Verilen Görev:
Aşağıdaki, El Salvador'daki Venezuelalı mahkumlarla ilgili rapor haberini tek kelimesini bile değiştirmeden baştan sona yeniden yazın.

Sayfadan Alıntı:
--- --- ---

Amerika Birleşik Devletleri merkezli sivil toplum kuruluşu İnsan Hakları İzleme Örgütü (HRW) ve Orta Amerika'da faaliyet gösteren Cristosal, ABD Başkanı Donald Trump'ın Tren de Aragua çetesine üye olmakla suçlayarak El Salvador'a sınır dışı ettiği 251 Venezuelalı mahkum hakkında bir rapor yayınladı.
Rapor, mahkumların El Salvador'daki maksimum güvenlikli “Terörizmi Önleme Merkezi” (CECOT) içerisinde yaşadığı insan hakları ihlallerini detaylandırmakta; daha önce merkezde tutulan 40 mahkum ve Venezuelalı tutukluların durumuna dair bilgiye sahip aile üyeleri ve avukatlar da dahil olmak üzere 150 kişiyle yapılan görüşmelere dayandırılmaktadır.
'CEHENNEME GELDİNİZ'
Rapor, mahkumların El Salvador'a indiklerinden itibaren düzenli bir şekilde fiziksel, sözlü ve psikolojik şiddete maruz kaldıklarını ortaya koyuyor.

--- --- ---

Veri Kümesi Kayıtları:
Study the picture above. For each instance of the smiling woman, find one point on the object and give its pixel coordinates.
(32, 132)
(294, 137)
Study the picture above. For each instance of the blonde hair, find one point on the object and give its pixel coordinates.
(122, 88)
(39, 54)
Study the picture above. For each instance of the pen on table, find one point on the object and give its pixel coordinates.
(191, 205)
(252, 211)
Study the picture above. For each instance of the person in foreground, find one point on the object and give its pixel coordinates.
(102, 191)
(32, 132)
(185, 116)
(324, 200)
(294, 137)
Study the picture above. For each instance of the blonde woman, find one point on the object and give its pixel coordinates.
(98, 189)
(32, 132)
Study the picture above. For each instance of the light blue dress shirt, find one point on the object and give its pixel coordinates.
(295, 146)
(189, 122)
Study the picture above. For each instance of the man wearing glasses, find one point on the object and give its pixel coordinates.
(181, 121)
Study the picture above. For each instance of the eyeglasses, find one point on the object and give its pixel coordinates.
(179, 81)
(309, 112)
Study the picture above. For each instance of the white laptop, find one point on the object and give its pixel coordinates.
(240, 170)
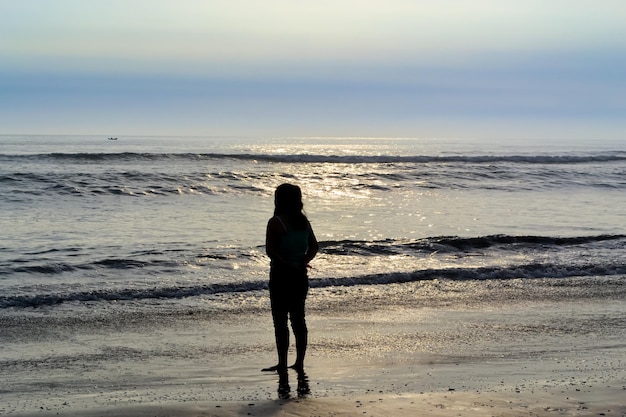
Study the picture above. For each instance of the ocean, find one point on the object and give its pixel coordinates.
(156, 221)
(133, 271)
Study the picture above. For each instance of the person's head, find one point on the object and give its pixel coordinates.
(288, 202)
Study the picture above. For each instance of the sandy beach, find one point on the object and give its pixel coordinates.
(502, 353)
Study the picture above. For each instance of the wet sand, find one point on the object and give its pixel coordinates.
(524, 357)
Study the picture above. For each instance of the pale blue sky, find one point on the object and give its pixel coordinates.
(497, 68)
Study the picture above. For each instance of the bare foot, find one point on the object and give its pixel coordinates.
(298, 367)
(275, 368)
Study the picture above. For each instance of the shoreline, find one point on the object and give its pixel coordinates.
(489, 358)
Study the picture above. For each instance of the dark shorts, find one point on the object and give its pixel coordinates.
(288, 290)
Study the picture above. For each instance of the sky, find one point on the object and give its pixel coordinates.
(506, 69)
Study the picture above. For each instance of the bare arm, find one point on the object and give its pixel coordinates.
(275, 229)
(313, 247)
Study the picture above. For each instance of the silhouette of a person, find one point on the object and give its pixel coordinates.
(290, 245)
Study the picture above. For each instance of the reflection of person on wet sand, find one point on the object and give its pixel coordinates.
(284, 390)
(290, 244)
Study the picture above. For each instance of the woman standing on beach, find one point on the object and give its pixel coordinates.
(291, 245)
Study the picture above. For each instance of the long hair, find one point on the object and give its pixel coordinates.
(288, 203)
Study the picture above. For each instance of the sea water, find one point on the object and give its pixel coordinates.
(154, 220)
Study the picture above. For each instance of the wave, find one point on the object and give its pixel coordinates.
(160, 261)
(455, 244)
(615, 156)
(528, 271)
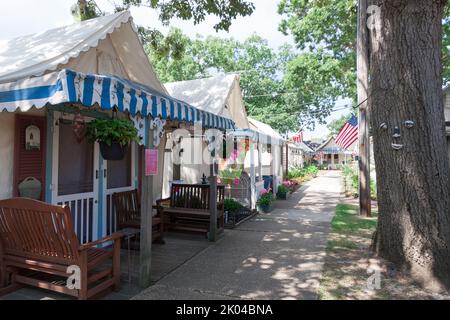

--- --- ---

Sorunun Yanıtı:
Amerika Birleşik Devletleri merkezli sivil toplum kuruluşu İnsan Hakları İzleme Örgütü (HRW) ve Orta Amerika'da faaliyet gösteren Cristosal, ABD Başkanı Donald Trump'ın Tren de Aragua çetesine üye olmakla suçlayarak El Salvador'a sınır dışı ettiği 251 Venezuelalı mahkum hakkında bir rapor yayınladı.
Rapor, mahkumların El Salvador'daki maksimum güvenlikli “Terörizmi Önleme Merkezi” (CECOT) içerisinde yaşadığı insan hakları ihlallerini detaylandırmakta; daha önce merkezde tutulan 40 mahkum ve Venezuelalı tutukluların durumuna dair bilgiye sahip aile üyeleri ve avukatlar da dahil olmak üzere 150 kişiyle yapılan görüşmelere dayandırılmaktadır.
'CEHENNEME GELDİNİZ'
Rapor, mahkumların El Salvador'a indiklerinden itibaren düzenli bir şekilde fiziksel, sözlü ve psikolojik şiddete maruz kaldıklarını ortaya koyuyor.